▶ Document text:
-*-*-
Harry Conick Jr –

A promising opening to Harry Connick Jr’s latest delve into the Jazz Fake Book makes great use of his undeniably silky smooth vocal chords. This is good, solid crooning. You’re charmed “all the way” back into a swanky 1960s champagne ridden banquet hall, and so far so good for the backing band, which doesn’t add anything new to the song, but if you wanted ‘new’ and ‘mind-blowing’ you really shouldn’t have bought this album. Connick’s voice is at its grandest and he shows it off to the full with the song’s closing notes; “All the Way” positively bursts out of the speakers (pity those listening through earphones).

Disappointingly, the next couple of songs go about their business pleasantly enough, but they lack the pazazz of the first. Connick’s elegant, refined voice charms you into listening on where a lesser singer might have seen you giving up at this point, but by the end of the third track expect to become strangely fascinated by the shoes of the person opposite you on the tube/that bird that’s just landed on the neighbours fence etc. Whilst Connick does his best he can’t be expected to hold your interest on what are little more than some decent karaoke renditions of Jazz Standards.

“And I Love Her” brings about a much needed change of mood with a sultry Spanish guitar intro lulling you into a gentle sway which calls you away to a moonlit sea-front restaurant where you will be served your favourite wine by a handsome/beautiful waiter/waitress called José/Isabella. Lovely stuff. What a shame this is the only real bit of character you get from Connick throughout the album. “Close to You” really doesn’t cut it; you’ve got to wonder why anyone would ever try and cover Karen Carpenter’s master-class in relaxation without doing something seriously new. Any repetitions are doomed to fail before they even begin and sadly for Connick, that’s exactly what’s happened with this downcast, trodden-on rendition.
-*-*-
▶ Stored data:
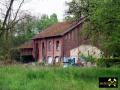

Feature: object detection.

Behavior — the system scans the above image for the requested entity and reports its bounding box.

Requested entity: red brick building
[19,18,85,64]
[33,19,84,63]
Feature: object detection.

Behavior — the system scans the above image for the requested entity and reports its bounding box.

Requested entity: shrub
[97,58,120,67]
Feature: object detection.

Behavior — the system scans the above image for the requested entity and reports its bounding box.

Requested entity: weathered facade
[33,18,85,64]
[21,18,97,64]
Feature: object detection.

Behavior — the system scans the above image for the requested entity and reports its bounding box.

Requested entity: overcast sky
[18,0,71,21]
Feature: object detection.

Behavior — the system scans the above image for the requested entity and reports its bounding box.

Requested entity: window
[56,41,60,50]
[68,33,71,39]
[48,41,52,51]
[65,35,68,40]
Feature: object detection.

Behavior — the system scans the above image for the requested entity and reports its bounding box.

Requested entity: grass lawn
[0,65,120,90]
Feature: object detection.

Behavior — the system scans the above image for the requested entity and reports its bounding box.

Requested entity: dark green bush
[97,58,120,67]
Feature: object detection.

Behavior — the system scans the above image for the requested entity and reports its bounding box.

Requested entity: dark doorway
[42,42,45,60]
[35,43,39,60]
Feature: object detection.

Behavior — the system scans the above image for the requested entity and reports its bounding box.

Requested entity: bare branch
[2,0,14,28]
[13,0,24,22]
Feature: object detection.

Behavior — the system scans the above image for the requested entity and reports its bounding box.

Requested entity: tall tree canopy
[68,0,120,56]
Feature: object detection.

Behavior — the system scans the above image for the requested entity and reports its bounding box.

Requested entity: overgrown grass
[0,66,120,90]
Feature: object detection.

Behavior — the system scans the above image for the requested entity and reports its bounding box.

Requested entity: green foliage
[36,14,58,32]
[66,0,89,20]
[80,54,96,63]
[97,58,120,67]
[68,0,120,57]
[0,65,120,90]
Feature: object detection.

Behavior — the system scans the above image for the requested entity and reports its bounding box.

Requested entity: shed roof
[19,40,33,49]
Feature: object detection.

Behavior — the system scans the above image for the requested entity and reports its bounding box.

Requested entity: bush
[80,55,96,63]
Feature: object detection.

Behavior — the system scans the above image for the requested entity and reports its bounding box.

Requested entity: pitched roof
[19,40,33,49]
[33,18,84,39]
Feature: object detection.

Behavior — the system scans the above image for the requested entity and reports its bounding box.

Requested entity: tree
[66,0,120,56]
[0,0,24,60]
[37,14,58,31]
[65,0,89,20]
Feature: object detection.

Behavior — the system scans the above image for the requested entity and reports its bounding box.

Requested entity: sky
-*-*-
▶ Directive: In the album review, which song opens with a Spanish guitar intro?

▶ Problem solution: "And I Love Her"